◆ YOUR TASK:
Count the lines of the material below that contain the word "dark" and give only that number.

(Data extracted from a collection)
============================================================

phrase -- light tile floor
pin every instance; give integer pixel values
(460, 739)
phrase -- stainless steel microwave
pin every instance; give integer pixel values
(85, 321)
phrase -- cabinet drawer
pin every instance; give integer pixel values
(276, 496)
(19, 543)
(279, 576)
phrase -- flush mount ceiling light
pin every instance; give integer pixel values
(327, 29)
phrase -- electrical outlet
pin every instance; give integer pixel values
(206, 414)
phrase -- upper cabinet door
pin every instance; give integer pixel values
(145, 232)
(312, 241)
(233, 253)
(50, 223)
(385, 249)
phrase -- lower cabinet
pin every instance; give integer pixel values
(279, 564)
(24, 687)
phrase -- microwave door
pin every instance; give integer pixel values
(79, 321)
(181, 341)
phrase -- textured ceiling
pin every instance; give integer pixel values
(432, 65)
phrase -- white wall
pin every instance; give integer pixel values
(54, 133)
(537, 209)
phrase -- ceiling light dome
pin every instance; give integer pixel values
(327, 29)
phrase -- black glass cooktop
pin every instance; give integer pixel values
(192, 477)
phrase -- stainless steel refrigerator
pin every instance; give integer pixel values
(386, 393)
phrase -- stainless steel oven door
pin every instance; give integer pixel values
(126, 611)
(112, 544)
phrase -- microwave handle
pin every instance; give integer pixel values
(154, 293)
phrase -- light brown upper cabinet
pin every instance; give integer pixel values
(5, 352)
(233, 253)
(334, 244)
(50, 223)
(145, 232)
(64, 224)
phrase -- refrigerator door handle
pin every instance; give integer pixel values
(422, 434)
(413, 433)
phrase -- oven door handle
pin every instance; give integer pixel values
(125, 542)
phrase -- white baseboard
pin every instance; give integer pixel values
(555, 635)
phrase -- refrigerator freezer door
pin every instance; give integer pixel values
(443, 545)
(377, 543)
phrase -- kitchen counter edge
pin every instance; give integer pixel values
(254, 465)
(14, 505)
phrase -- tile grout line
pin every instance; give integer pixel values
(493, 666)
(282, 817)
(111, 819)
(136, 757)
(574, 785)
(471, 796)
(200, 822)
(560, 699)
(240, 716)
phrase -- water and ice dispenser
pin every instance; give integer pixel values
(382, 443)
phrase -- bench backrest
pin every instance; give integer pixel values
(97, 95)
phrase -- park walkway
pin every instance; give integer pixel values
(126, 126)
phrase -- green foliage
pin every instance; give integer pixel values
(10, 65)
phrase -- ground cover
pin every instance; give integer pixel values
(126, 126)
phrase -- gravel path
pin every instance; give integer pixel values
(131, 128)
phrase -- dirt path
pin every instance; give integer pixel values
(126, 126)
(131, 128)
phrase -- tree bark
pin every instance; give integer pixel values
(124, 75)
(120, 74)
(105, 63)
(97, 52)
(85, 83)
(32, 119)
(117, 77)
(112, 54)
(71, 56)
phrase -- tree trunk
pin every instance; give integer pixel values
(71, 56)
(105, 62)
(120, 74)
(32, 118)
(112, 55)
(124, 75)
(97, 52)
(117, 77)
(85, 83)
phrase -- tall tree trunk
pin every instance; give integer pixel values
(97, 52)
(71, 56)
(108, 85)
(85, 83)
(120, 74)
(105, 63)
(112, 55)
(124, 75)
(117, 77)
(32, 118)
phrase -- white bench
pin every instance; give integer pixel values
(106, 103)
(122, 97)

============================================================

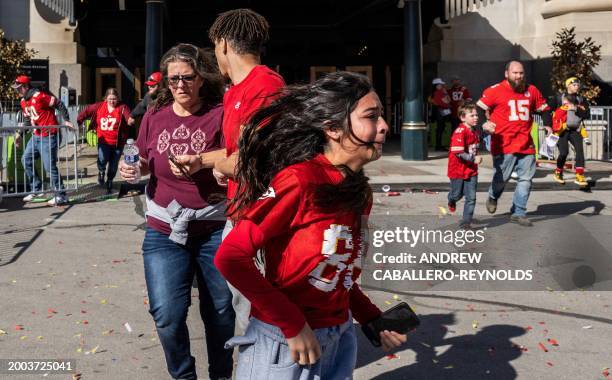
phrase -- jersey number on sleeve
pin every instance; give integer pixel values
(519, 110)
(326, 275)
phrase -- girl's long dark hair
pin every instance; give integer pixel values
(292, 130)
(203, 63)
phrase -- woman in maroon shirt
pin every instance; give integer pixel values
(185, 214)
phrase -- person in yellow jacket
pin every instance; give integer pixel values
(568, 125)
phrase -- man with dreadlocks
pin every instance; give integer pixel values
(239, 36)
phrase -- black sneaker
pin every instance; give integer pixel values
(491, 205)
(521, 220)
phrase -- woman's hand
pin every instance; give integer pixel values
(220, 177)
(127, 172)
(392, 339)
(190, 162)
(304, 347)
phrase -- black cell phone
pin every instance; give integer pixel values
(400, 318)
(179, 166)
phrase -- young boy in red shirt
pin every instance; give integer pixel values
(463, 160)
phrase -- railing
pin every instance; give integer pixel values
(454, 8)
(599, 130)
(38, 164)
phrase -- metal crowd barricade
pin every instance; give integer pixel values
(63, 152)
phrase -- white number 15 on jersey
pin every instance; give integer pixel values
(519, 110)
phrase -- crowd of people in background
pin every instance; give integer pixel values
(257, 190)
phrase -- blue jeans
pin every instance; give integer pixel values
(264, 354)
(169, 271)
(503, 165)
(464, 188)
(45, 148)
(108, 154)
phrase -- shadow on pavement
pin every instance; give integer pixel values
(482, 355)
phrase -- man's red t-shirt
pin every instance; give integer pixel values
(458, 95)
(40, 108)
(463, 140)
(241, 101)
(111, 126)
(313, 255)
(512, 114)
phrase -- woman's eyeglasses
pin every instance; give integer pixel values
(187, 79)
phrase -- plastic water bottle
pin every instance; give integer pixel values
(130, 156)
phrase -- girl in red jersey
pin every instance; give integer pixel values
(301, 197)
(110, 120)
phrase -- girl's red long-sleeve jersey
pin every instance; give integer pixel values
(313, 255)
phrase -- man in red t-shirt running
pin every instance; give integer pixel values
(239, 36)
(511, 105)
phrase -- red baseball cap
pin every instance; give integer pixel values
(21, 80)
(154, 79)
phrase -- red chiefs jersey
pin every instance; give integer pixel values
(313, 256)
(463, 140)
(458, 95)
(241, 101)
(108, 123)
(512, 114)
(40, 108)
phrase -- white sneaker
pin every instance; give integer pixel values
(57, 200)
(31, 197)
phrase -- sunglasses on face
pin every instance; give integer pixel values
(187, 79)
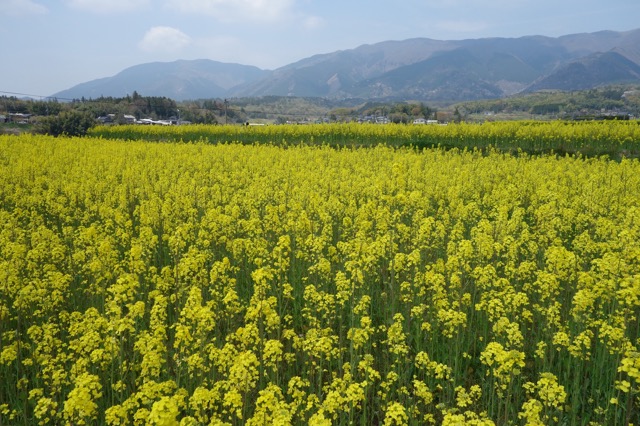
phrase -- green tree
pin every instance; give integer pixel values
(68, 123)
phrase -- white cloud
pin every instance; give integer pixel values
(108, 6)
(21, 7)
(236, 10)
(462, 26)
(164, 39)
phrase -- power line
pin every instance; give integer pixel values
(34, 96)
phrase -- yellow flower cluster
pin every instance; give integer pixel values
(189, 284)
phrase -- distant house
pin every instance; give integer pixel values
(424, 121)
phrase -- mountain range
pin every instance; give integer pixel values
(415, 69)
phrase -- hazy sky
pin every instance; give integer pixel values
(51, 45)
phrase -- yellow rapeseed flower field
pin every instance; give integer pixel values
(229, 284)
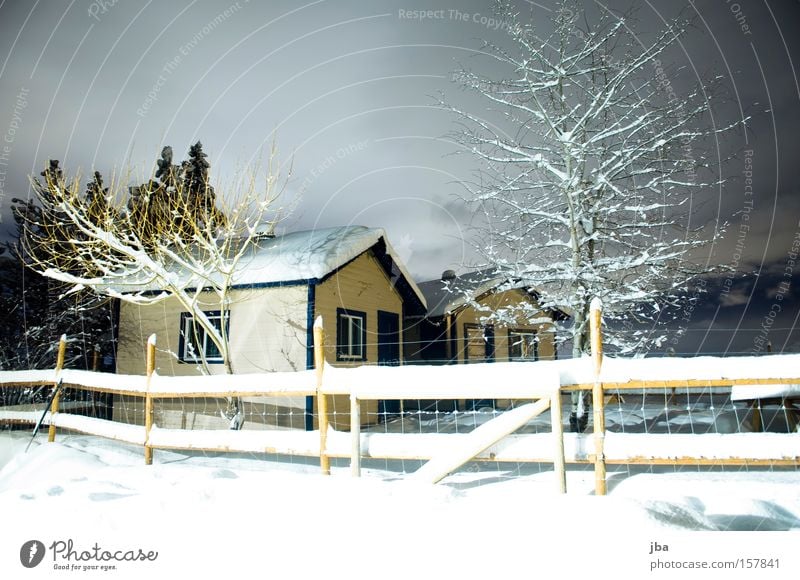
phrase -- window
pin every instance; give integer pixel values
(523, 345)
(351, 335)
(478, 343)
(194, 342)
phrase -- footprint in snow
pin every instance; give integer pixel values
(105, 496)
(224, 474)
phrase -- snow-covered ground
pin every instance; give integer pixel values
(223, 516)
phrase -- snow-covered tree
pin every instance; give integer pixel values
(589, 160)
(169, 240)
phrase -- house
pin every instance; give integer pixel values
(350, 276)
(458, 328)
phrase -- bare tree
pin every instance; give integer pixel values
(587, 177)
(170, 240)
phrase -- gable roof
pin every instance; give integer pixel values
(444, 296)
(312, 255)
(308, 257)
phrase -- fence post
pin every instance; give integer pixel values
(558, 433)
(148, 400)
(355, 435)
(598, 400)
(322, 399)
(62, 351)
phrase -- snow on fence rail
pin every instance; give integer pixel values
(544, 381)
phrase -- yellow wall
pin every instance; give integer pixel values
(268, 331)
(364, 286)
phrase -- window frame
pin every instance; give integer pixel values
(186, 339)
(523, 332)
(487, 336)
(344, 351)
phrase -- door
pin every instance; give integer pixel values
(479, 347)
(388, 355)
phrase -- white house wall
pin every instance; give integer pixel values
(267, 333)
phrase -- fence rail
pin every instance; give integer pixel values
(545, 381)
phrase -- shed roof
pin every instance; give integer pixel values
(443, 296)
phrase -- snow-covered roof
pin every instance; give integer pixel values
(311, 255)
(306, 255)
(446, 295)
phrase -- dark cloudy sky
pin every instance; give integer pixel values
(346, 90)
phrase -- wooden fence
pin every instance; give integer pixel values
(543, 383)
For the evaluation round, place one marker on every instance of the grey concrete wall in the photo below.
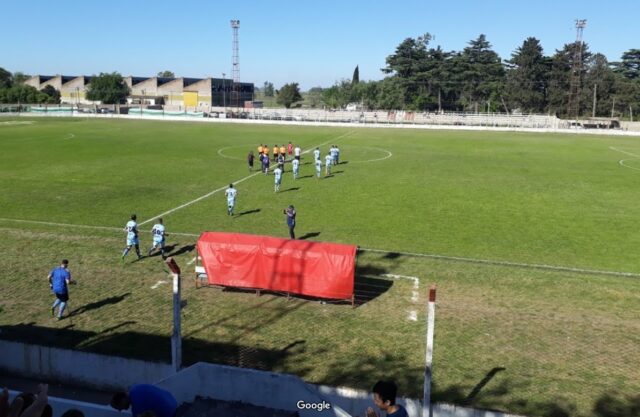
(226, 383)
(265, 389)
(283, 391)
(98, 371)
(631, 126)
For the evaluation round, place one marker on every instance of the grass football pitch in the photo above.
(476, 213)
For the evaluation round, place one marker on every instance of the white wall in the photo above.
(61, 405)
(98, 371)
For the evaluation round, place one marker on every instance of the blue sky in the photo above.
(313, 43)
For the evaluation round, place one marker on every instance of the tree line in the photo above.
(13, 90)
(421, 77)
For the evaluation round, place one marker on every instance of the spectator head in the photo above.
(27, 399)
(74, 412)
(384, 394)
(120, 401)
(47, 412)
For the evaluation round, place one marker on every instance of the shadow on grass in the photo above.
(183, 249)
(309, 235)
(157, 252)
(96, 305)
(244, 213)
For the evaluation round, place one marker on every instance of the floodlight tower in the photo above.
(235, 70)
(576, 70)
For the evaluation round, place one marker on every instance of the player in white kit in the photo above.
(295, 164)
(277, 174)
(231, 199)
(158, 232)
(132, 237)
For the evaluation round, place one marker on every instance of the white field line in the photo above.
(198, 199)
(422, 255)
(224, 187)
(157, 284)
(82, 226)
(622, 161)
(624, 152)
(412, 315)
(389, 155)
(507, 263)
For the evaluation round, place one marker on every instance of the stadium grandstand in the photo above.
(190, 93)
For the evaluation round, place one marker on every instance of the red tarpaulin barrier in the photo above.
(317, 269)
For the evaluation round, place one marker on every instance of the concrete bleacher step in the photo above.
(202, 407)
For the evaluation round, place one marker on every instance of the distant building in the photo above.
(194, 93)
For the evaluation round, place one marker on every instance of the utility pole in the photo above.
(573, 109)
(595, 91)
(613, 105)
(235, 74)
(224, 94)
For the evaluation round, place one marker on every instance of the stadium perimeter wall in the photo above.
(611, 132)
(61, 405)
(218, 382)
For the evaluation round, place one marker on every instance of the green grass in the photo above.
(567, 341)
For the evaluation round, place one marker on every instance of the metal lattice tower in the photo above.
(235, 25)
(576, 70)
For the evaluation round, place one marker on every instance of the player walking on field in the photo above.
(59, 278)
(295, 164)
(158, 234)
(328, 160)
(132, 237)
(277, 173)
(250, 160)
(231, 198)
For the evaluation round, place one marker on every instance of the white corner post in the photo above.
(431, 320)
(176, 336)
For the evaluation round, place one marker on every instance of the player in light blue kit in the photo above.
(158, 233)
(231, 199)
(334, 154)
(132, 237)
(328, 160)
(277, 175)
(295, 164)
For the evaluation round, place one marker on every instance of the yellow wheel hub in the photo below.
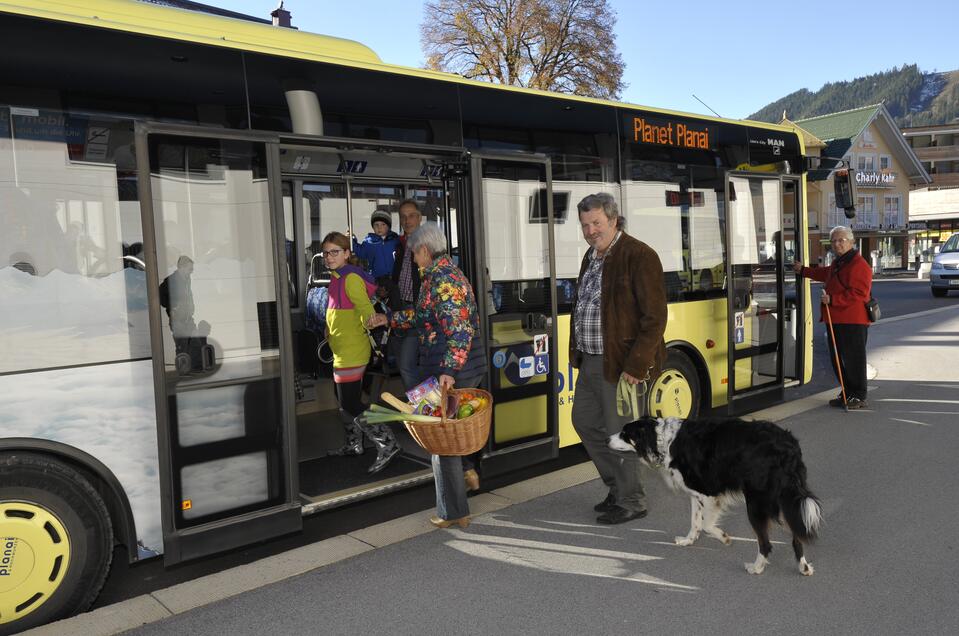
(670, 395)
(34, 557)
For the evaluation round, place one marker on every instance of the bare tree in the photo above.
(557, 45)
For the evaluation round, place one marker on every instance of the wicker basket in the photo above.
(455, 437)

============================================================

◆ ANSWER FOR THE TASK:
2